▸ **Data listing**
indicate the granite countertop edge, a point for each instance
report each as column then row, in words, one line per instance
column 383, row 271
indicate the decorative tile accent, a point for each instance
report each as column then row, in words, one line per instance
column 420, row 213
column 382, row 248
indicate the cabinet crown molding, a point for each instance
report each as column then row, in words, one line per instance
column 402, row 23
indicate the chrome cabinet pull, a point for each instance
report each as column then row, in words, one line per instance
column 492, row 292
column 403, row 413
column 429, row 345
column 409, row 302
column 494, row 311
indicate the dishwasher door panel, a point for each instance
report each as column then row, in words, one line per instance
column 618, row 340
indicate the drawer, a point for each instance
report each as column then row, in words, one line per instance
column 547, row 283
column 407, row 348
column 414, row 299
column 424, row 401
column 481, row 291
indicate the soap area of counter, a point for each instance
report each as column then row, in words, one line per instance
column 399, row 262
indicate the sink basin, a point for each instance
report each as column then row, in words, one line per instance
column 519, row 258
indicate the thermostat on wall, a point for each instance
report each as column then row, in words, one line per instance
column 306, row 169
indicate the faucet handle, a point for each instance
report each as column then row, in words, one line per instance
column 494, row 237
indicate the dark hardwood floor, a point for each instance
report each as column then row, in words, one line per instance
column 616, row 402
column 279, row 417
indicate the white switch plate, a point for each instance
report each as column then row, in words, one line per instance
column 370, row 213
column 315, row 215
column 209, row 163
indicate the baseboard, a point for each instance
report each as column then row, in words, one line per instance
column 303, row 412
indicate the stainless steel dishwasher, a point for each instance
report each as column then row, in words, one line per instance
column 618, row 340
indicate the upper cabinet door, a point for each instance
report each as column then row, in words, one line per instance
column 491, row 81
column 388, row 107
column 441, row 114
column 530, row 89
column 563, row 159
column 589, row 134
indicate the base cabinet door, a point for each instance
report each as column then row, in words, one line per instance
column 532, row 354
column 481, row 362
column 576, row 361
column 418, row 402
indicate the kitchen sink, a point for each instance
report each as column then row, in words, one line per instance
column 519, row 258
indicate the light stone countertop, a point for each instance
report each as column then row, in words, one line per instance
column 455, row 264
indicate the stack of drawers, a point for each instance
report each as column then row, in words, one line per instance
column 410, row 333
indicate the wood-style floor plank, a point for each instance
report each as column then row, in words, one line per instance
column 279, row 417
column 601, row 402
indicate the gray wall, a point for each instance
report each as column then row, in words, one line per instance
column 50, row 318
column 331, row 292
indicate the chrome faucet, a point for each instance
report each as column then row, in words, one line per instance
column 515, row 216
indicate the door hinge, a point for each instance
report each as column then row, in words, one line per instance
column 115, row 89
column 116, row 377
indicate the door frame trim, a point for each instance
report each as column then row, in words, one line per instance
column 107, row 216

▸ **EXERCISE**
Starting at the first line of the records and ending at the line containing "column 402, row 23", switch "indicate" to "mark" and write out only those lines, leaving everything else unchanged.

▸ **CORRECT RESULT**
mark the granite countertop edge, a point for each instance
report each as column then row, in words, one line per instance
column 383, row 271
mark the decorative tile accent, a point for each instance
report each as column then row, in words, one line per instance
column 420, row 213
column 382, row 248
mark the cabinet crown molding, a point for each instance
report each as column then row, in words, one line per instance
column 402, row 23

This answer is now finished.